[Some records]
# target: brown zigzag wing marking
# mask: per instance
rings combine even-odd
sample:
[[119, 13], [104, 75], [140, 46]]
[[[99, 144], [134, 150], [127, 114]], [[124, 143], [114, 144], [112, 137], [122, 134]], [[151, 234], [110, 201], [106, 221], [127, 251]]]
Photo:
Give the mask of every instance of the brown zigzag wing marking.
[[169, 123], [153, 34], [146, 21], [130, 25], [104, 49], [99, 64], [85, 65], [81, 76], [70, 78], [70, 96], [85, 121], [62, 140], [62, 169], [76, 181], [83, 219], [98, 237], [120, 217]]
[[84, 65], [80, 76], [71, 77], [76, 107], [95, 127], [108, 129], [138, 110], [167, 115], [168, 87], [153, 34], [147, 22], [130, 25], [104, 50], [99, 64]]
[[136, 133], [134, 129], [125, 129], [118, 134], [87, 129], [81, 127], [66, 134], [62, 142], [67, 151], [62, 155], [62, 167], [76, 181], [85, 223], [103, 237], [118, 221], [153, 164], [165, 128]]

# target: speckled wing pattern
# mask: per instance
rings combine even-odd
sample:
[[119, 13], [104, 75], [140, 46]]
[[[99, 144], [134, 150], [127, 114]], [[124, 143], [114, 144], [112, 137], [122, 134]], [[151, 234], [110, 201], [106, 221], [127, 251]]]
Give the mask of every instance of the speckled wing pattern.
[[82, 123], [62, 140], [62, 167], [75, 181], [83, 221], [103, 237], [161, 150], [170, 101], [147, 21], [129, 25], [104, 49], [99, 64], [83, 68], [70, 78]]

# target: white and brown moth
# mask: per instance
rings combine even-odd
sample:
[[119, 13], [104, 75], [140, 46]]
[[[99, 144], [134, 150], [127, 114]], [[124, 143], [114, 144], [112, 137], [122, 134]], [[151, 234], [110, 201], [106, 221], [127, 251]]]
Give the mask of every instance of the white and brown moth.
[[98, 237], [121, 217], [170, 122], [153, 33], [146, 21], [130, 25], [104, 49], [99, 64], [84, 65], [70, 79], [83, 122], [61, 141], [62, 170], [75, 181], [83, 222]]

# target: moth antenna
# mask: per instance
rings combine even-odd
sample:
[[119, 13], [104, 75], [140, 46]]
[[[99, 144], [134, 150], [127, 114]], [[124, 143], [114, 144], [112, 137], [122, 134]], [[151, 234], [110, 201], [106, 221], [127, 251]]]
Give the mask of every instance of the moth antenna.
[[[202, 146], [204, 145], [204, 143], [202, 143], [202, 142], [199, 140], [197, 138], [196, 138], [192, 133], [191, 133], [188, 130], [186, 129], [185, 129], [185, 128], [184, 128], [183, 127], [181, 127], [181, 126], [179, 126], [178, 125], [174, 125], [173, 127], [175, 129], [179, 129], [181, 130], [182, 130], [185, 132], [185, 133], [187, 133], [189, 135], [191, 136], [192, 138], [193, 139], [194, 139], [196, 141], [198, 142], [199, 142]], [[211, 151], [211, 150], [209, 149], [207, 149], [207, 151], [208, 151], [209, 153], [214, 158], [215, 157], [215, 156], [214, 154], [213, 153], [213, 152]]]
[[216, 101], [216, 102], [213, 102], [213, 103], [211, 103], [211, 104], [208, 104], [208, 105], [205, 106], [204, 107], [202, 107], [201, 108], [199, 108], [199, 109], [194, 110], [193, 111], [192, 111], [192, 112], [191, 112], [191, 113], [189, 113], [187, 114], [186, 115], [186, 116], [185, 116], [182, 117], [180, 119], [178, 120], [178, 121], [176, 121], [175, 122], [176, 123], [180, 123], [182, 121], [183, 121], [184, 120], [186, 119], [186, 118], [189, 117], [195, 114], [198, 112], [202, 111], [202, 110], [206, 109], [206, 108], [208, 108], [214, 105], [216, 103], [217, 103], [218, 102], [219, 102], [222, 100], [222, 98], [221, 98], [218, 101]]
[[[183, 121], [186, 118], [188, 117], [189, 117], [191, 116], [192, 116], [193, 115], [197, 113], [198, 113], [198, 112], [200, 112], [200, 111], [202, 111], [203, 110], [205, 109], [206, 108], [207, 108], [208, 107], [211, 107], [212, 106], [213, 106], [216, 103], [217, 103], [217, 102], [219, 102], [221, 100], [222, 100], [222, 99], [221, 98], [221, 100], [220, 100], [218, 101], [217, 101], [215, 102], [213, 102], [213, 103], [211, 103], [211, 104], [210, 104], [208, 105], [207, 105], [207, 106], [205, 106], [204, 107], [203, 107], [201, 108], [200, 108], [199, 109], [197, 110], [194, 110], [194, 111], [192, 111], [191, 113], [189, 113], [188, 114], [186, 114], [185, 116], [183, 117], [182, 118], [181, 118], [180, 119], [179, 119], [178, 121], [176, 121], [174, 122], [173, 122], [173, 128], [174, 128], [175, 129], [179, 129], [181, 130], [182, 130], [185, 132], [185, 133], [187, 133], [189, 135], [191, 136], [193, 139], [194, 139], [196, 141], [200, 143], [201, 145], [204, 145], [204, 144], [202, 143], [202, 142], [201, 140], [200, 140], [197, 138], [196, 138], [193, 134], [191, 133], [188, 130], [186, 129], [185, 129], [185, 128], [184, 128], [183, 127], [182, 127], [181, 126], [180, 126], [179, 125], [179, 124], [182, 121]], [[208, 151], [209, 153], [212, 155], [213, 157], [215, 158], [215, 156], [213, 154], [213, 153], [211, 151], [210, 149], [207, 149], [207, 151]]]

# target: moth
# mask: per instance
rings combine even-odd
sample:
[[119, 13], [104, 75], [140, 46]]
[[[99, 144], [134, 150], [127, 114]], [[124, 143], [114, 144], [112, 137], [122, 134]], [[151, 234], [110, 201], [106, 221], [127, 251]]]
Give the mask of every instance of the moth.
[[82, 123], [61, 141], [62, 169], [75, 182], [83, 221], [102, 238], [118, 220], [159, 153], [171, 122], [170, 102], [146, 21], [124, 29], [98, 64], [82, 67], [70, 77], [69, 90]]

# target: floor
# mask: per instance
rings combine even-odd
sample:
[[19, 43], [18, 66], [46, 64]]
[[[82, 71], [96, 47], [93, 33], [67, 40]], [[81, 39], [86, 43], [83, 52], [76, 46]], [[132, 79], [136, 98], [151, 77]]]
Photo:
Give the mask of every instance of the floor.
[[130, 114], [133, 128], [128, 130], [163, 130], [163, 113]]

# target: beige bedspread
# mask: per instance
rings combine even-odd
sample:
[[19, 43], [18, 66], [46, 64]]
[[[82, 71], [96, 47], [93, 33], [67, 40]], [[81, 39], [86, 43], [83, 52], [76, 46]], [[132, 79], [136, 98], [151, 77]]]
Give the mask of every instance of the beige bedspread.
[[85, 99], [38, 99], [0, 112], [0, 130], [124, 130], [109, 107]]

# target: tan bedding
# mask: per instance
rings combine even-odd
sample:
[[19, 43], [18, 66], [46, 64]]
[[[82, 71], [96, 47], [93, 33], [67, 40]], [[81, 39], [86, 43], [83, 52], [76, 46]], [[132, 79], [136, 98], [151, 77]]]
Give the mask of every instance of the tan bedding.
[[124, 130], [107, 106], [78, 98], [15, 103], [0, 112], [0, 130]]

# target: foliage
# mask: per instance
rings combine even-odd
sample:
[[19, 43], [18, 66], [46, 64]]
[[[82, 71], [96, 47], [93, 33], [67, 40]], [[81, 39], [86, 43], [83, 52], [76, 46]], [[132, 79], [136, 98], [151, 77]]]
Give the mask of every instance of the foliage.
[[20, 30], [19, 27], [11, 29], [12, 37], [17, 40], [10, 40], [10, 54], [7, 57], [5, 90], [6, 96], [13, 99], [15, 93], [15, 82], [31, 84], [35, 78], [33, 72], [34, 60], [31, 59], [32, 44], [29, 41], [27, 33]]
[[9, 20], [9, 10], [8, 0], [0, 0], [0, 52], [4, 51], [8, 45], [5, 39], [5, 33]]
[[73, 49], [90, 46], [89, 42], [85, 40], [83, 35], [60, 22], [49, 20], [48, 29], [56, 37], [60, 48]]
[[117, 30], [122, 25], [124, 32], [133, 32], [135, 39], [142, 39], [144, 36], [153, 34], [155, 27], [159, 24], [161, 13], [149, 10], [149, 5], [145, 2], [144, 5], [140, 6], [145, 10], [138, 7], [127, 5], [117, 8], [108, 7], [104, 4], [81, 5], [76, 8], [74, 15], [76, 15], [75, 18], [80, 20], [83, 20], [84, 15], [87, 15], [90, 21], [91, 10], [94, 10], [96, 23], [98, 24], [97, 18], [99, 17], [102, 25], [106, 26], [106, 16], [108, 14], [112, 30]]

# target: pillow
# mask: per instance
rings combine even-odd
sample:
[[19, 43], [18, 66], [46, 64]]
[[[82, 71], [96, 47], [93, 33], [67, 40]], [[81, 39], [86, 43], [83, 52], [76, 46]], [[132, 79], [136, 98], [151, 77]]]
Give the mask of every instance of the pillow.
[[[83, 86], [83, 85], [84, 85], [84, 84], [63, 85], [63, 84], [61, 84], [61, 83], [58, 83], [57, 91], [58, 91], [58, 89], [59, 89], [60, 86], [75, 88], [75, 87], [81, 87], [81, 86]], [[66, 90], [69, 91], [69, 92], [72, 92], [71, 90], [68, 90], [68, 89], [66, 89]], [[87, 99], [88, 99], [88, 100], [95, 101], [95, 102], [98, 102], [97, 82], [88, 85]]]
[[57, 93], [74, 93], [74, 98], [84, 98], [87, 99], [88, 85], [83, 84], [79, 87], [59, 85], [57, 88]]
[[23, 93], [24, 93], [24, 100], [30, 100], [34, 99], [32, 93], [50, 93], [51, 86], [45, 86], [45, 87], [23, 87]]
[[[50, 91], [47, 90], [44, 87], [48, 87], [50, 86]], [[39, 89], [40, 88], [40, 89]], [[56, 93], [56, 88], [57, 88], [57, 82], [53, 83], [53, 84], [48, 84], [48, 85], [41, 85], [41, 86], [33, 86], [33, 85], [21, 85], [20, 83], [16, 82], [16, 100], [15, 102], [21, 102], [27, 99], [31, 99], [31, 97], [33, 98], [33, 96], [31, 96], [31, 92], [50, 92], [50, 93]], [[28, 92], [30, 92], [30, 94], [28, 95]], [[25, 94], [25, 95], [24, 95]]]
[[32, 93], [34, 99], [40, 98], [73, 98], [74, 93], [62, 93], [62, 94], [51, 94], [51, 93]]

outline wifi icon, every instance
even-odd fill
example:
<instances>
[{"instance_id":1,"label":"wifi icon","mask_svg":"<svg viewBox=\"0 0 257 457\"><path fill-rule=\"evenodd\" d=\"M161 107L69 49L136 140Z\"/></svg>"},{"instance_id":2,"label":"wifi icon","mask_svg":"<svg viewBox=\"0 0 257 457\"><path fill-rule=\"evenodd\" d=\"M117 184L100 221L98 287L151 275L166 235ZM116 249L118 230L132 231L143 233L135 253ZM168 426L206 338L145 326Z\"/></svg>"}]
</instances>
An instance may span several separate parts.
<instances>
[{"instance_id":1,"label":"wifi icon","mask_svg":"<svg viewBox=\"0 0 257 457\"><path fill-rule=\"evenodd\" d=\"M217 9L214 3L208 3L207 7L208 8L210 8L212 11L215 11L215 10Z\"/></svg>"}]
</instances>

REQUIRED TASK: Copy out the lines from the one containing "# target: pillow" through the end of the records, unchanged and with both ends included.

ANSWER TO THE TASK:
# target: pillow
# mask: per instance
rings combine even-odd
sample:
[[19, 43], [18, 66], [46, 64]]
[[[82, 71], [96, 47], [93, 33], [67, 40]], [[81, 39], [86, 43], [83, 52], [76, 46]], [[132, 79], [136, 98], [151, 77]]]
Give the mask of every instance of the pillow.
[[[83, 86], [83, 85], [84, 85], [84, 84], [63, 85], [63, 84], [61, 84], [61, 83], [58, 83], [57, 91], [58, 91], [58, 89], [59, 89], [60, 86], [75, 88], [75, 87], [81, 87], [81, 86]], [[66, 90], [69, 91], [69, 92], [72, 92], [71, 90], [68, 90], [68, 89], [66, 89]], [[87, 99], [88, 99], [88, 100], [95, 101], [95, 102], [98, 102], [97, 82], [88, 85]]]
[[57, 93], [74, 93], [74, 98], [84, 98], [87, 99], [88, 85], [83, 84], [79, 87], [59, 85], [57, 88]]
[[23, 93], [24, 93], [24, 100], [30, 100], [34, 99], [32, 93], [50, 93], [51, 86], [45, 86], [45, 87], [23, 87]]
[[[50, 91], [47, 90], [44, 87], [48, 87], [50, 86]], [[39, 89], [40, 88], [40, 89]], [[56, 93], [56, 88], [57, 88], [57, 82], [53, 83], [53, 84], [48, 84], [48, 85], [41, 85], [41, 86], [33, 86], [33, 85], [21, 85], [20, 83], [16, 82], [16, 100], [15, 102], [21, 102], [27, 99], [31, 99], [31, 97], [33, 98], [33, 96], [31, 96], [31, 92], [50, 92], [50, 93]], [[28, 92], [30, 92], [30, 94], [28, 95]], [[25, 94], [25, 95], [24, 95]]]
[[32, 93], [34, 99], [40, 98], [73, 98], [74, 93], [62, 93], [62, 94], [51, 94], [51, 93]]

outline wifi icon, every instance
even-odd fill
example:
<instances>
[{"instance_id":1,"label":"wifi icon","mask_svg":"<svg viewBox=\"0 0 257 457\"><path fill-rule=\"evenodd\" d=\"M161 107L69 49L136 140Z\"/></svg>"},{"instance_id":2,"label":"wifi icon","mask_svg":"<svg viewBox=\"0 0 257 457\"><path fill-rule=\"evenodd\" d=\"M117 184L100 221L98 287L151 275L166 235ZM116 249L118 230L132 231L143 233L135 253ZM168 426L206 338L145 326Z\"/></svg>"}]
</instances>
An instance may span several separate parts.
<instances>
[{"instance_id":1,"label":"wifi icon","mask_svg":"<svg viewBox=\"0 0 257 457\"><path fill-rule=\"evenodd\" d=\"M217 9L214 3L208 3L207 7L208 8L210 8L212 11L215 11L215 10Z\"/></svg>"}]
</instances>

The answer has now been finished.